● Instructions to follow: Report every line of the entries below that contains the word "umbrella", copying each such line in full.

(Image point annotation entries)
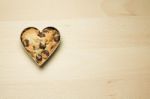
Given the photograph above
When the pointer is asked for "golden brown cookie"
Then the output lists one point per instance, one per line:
(40, 45)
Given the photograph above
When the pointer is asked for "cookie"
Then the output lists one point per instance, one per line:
(40, 45)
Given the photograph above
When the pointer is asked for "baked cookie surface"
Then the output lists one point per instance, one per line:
(40, 45)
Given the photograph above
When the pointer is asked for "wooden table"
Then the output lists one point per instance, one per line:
(104, 53)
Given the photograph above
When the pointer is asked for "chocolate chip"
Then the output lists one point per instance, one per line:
(56, 38)
(26, 43)
(40, 34)
(39, 57)
(42, 46)
(45, 52)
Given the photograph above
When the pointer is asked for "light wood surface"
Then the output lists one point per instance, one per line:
(104, 53)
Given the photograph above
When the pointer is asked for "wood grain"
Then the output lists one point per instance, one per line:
(104, 52)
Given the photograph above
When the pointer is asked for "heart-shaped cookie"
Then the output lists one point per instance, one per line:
(40, 45)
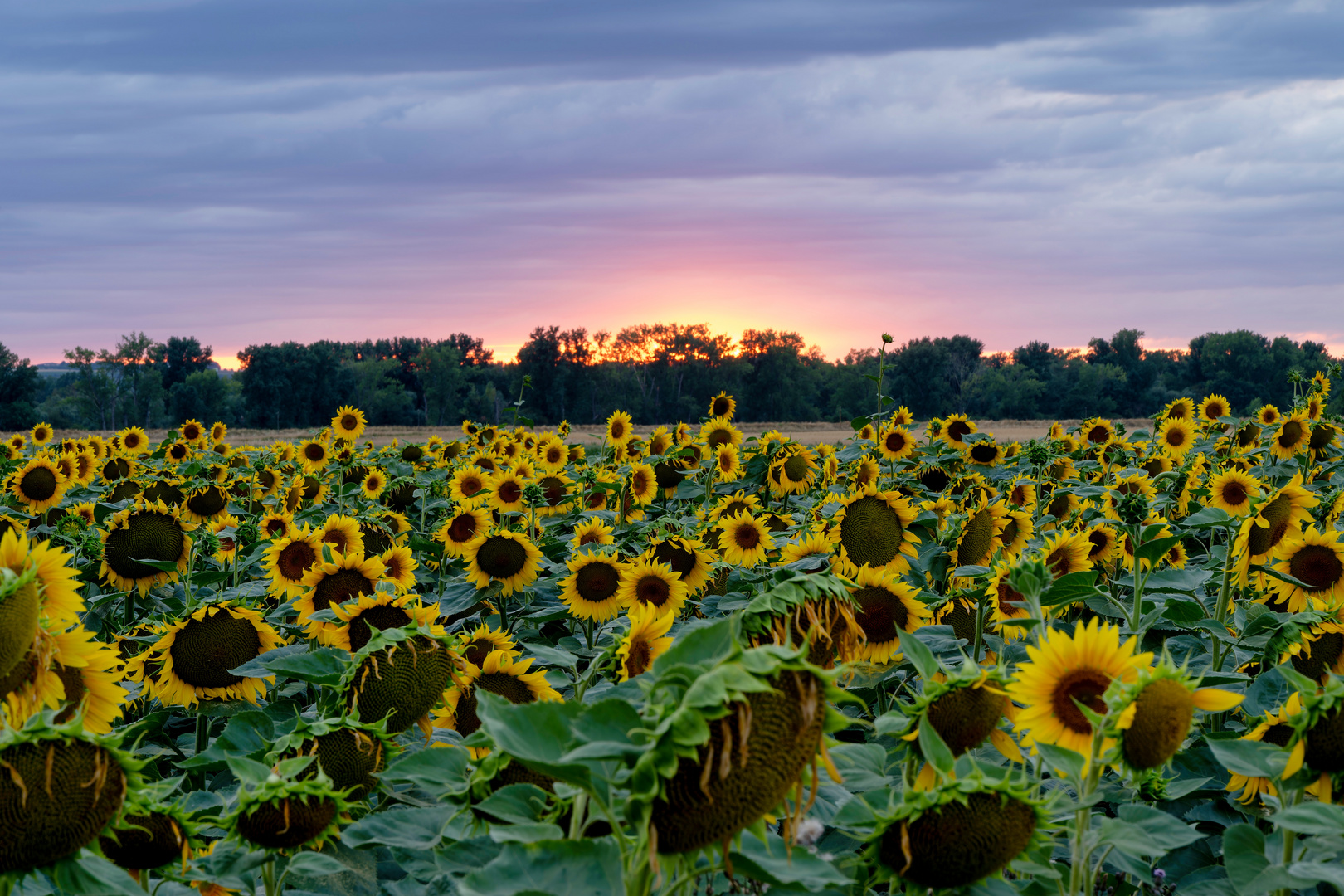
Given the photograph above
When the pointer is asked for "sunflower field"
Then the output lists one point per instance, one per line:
(686, 661)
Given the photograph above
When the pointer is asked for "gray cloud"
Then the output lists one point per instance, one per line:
(257, 173)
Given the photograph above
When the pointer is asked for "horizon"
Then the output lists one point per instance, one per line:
(233, 169)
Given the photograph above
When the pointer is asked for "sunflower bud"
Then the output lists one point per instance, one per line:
(1030, 578)
(1132, 508)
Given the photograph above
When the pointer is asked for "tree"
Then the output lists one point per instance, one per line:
(17, 391)
(440, 368)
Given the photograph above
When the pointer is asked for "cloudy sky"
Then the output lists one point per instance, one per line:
(251, 171)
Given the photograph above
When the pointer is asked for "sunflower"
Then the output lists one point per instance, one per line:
(1181, 409)
(1071, 668)
(980, 535)
(1097, 430)
(505, 492)
(1316, 559)
(984, 453)
(1018, 533)
(1233, 492)
(592, 590)
(644, 484)
(357, 620)
(743, 540)
(314, 455)
(399, 567)
(1292, 436)
(886, 606)
(343, 533)
(723, 405)
(329, 583)
(875, 531)
(592, 533)
(290, 558)
(500, 674)
(1159, 705)
(619, 429)
(145, 531)
(1214, 407)
(955, 430)
(728, 465)
(1274, 728)
(645, 641)
(463, 525)
(689, 558)
(1066, 553)
(54, 578)
(1006, 603)
(1103, 544)
(648, 583)
(1176, 437)
(194, 657)
(509, 558)
(39, 484)
(74, 674)
(553, 455)
(483, 641)
(1262, 535)
(275, 524)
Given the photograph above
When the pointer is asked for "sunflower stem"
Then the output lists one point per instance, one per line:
(1224, 603)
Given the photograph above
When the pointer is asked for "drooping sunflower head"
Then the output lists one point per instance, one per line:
(197, 653)
(958, 833)
(884, 607)
(332, 582)
(39, 484)
(509, 558)
(145, 531)
(645, 641)
(592, 592)
(650, 583)
(875, 531)
(1157, 707)
(981, 533)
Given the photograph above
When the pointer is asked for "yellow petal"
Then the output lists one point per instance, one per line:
(1294, 761)
(1216, 700)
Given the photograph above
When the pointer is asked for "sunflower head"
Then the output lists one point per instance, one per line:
(958, 833)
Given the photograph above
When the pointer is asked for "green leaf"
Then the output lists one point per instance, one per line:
(1129, 839)
(420, 828)
(518, 804)
(93, 876)
(316, 864)
(437, 772)
(934, 748)
(1311, 818)
(1244, 857)
(554, 867)
(1064, 759)
(1157, 548)
(772, 864)
(1250, 758)
(860, 766)
(1166, 829)
(918, 653)
(321, 666)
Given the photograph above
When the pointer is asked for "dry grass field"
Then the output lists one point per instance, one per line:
(806, 433)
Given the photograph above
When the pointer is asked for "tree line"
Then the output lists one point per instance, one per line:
(659, 373)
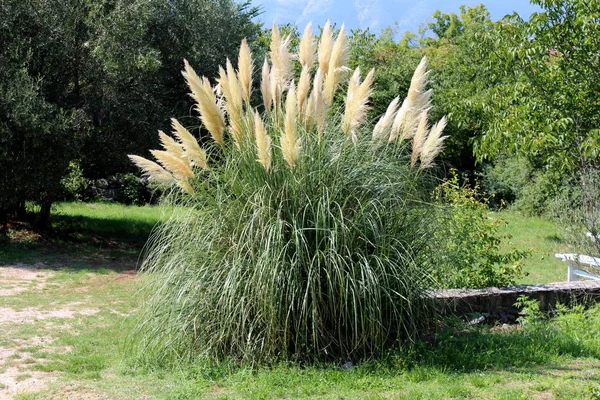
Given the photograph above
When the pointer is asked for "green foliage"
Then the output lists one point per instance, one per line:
(549, 102)
(79, 76)
(36, 143)
(131, 190)
(314, 262)
(465, 245)
(75, 185)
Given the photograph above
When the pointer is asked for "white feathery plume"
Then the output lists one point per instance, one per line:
(265, 86)
(290, 144)
(420, 137)
(319, 107)
(325, 47)
(192, 150)
(417, 100)
(303, 87)
(356, 103)
(281, 64)
(179, 167)
(306, 54)
(206, 103)
(170, 145)
(245, 69)
(337, 65)
(433, 144)
(381, 130)
(153, 171)
(263, 142)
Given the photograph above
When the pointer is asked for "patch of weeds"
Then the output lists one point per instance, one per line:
(594, 391)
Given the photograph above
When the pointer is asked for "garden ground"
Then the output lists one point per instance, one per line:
(64, 307)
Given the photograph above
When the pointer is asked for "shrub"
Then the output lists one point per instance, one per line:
(296, 232)
(74, 184)
(464, 245)
(131, 190)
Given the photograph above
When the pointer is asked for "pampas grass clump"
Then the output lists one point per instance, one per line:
(297, 228)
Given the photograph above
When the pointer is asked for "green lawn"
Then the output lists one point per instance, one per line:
(66, 303)
(543, 238)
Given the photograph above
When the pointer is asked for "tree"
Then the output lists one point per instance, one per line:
(83, 75)
(550, 112)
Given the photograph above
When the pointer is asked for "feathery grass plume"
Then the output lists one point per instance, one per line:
(306, 53)
(318, 262)
(290, 143)
(308, 118)
(263, 142)
(337, 65)
(381, 130)
(356, 103)
(319, 107)
(153, 171)
(325, 47)
(235, 88)
(170, 145)
(303, 87)
(232, 92)
(420, 137)
(175, 165)
(417, 100)
(245, 68)
(192, 150)
(433, 144)
(281, 65)
(265, 86)
(211, 114)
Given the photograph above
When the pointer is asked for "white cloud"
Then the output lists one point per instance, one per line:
(314, 8)
(367, 13)
(418, 14)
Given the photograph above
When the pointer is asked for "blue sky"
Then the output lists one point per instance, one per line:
(377, 14)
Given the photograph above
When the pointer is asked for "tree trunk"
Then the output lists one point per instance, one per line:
(43, 218)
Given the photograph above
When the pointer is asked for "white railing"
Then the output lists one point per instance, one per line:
(575, 261)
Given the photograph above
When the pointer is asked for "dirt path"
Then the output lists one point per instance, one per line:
(19, 352)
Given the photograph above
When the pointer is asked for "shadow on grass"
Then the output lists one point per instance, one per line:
(518, 347)
(78, 242)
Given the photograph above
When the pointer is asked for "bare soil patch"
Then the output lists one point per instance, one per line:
(19, 278)
(16, 374)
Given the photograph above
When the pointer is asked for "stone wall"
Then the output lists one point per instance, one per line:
(501, 300)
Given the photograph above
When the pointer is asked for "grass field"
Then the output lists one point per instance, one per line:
(543, 238)
(65, 307)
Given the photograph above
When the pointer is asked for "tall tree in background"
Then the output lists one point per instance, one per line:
(79, 75)
(552, 107)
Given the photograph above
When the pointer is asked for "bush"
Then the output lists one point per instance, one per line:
(514, 181)
(465, 246)
(131, 190)
(304, 251)
(74, 184)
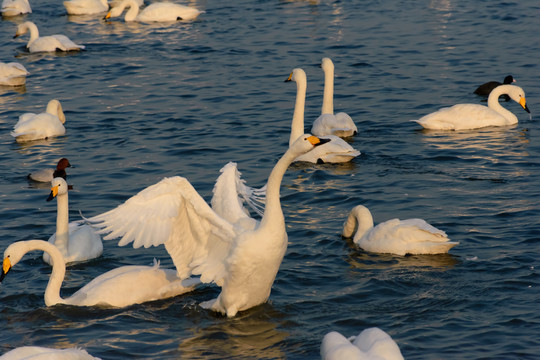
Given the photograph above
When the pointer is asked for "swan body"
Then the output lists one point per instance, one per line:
(328, 123)
(41, 126)
(400, 237)
(13, 74)
(239, 254)
(120, 287)
(474, 116)
(49, 43)
(370, 344)
(15, 7)
(158, 11)
(43, 353)
(334, 151)
(47, 175)
(76, 241)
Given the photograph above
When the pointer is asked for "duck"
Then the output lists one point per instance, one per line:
(398, 237)
(15, 7)
(336, 150)
(242, 257)
(328, 123)
(124, 286)
(49, 43)
(13, 74)
(475, 116)
(41, 126)
(76, 241)
(47, 175)
(45, 353)
(371, 344)
(155, 12)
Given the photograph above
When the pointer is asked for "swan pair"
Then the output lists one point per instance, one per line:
(45, 43)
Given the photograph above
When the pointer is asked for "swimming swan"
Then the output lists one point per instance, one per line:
(158, 11)
(370, 344)
(120, 287)
(41, 126)
(474, 116)
(400, 237)
(334, 151)
(13, 74)
(241, 256)
(45, 43)
(76, 241)
(327, 123)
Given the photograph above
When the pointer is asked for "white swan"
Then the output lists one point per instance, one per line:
(15, 7)
(242, 257)
(76, 241)
(158, 11)
(370, 344)
(327, 123)
(120, 287)
(43, 353)
(45, 43)
(84, 7)
(41, 126)
(400, 237)
(474, 116)
(13, 74)
(334, 151)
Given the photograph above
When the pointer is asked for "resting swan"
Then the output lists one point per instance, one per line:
(13, 74)
(41, 126)
(370, 344)
(327, 123)
(123, 286)
(76, 241)
(474, 116)
(45, 43)
(400, 237)
(158, 11)
(335, 150)
(241, 255)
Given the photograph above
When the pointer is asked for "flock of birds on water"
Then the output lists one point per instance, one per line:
(220, 242)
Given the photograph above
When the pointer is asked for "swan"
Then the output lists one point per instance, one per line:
(327, 123)
(242, 257)
(76, 241)
(41, 126)
(474, 116)
(15, 7)
(13, 74)
(43, 353)
(83, 7)
(45, 43)
(334, 151)
(158, 11)
(370, 344)
(47, 175)
(400, 237)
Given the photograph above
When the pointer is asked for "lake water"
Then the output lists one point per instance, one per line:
(147, 101)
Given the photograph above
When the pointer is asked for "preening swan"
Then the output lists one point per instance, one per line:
(13, 74)
(123, 286)
(239, 254)
(474, 116)
(43, 353)
(76, 241)
(370, 344)
(158, 11)
(400, 237)
(45, 43)
(327, 123)
(41, 126)
(334, 151)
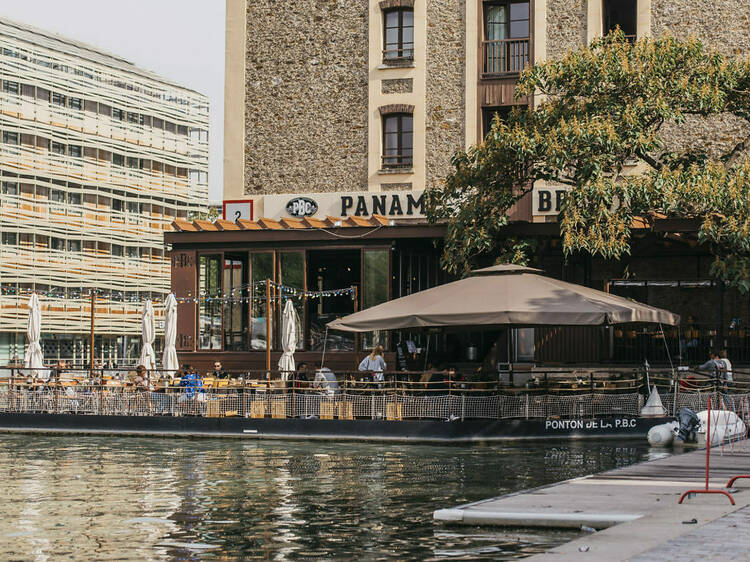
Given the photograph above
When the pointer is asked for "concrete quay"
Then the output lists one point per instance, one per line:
(637, 508)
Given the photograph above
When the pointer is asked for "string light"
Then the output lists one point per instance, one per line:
(284, 293)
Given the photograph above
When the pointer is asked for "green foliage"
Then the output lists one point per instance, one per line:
(601, 108)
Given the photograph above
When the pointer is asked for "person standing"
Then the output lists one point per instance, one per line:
(374, 363)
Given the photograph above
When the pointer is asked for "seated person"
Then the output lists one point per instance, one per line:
(193, 385)
(374, 363)
(218, 372)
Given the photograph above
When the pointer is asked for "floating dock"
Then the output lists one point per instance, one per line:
(636, 504)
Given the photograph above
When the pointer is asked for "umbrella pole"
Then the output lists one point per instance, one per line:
(325, 341)
(268, 325)
(427, 352)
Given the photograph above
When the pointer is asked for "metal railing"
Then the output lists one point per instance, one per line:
(504, 56)
(357, 395)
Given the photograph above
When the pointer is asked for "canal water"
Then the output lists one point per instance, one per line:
(144, 498)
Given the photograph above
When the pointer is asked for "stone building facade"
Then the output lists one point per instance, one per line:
(310, 87)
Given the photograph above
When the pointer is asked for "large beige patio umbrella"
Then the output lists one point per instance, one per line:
(34, 358)
(148, 357)
(169, 357)
(504, 295)
(288, 339)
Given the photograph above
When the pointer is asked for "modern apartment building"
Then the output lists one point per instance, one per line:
(97, 158)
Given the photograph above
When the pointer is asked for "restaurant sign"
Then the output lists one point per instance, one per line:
(548, 200)
(391, 204)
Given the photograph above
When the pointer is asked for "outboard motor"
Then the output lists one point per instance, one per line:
(689, 424)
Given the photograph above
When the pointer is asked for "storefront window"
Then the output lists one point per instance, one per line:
(209, 314)
(261, 269)
(374, 289)
(292, 274)
(236, 325)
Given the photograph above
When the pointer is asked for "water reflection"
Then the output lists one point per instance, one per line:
(92, 497)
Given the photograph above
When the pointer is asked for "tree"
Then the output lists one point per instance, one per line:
(602, 107)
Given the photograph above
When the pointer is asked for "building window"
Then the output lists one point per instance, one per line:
(209, 307)
(398, 140)
(398, 34)
(505, 47)
(622, 14)
(10, 87)
(10, 188)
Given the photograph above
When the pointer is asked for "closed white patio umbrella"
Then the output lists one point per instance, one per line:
(34, 358)
(288, 339)
(148, 358)
(169, 357)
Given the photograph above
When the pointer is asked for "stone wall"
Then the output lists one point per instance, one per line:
(445, 103)
(566, 26)
(723, 25)
(306, 96)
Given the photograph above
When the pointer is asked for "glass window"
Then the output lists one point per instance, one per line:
(292, 274)
(10, 188)
(398, 34)
(398, 139)
(209, 307)
(622, 14)
(261, 268)
(10, 87)
(506, 33)
(374, 288)
(236, 308)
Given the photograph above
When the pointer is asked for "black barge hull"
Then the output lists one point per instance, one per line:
(411, 431)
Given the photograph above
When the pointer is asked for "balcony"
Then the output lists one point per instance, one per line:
(504, 56)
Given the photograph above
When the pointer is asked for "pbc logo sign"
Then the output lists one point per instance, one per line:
(301, 207)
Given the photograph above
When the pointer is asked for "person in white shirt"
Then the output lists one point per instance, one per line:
(374, 363)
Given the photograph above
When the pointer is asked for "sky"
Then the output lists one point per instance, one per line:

● Solution for this task:
When the pointer is asked for "umbrella pole"
When the pointer is asked for "large beige patio umbrella"
When the pointer is asked for "closed white patio umbrella"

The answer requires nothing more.